Location annotation dataset excerpts
···
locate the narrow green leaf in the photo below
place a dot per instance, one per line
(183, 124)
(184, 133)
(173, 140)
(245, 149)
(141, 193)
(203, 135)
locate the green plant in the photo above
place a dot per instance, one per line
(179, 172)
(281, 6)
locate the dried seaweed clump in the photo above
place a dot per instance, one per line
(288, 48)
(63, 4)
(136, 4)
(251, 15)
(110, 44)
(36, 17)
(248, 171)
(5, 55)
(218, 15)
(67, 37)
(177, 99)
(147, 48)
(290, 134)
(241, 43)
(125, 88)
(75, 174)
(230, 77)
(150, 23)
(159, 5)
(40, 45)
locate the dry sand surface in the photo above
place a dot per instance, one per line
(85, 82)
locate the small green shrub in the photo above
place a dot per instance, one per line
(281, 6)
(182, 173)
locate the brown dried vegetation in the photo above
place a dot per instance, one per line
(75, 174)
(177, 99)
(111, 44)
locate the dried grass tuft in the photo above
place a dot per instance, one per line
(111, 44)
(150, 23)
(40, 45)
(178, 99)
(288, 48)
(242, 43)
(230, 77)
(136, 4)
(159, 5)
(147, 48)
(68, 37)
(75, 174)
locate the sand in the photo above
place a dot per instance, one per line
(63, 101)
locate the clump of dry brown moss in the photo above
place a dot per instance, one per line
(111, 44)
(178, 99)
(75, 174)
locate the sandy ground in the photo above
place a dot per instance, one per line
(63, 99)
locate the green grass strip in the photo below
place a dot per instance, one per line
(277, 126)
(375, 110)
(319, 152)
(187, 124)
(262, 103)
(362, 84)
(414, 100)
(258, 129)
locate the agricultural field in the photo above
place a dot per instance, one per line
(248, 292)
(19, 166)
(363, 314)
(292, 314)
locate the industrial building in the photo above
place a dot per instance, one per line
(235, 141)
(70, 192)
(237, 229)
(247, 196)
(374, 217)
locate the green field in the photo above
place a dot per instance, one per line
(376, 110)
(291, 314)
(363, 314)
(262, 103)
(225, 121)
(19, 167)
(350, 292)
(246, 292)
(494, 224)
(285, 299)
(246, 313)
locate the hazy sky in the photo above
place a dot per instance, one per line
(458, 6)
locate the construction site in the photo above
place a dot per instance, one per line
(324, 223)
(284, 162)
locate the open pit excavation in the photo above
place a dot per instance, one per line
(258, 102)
···
(SET PROBLEM):
Return the lines of the records unchanged, starting at the line containing "locate the hazy sky in the photo above" and ending at the last line of the records.

(RESULT BELOW):
locate the hazy sky in the photo above
place a dot per instance, one per line
(458, 6)
locate the construction site in the photo above
place a dot per instance, one per line
(324, 223)
(284, 162)
locate the open pit excavation in the photo above
place a dot per instance, one per line
(258, 102)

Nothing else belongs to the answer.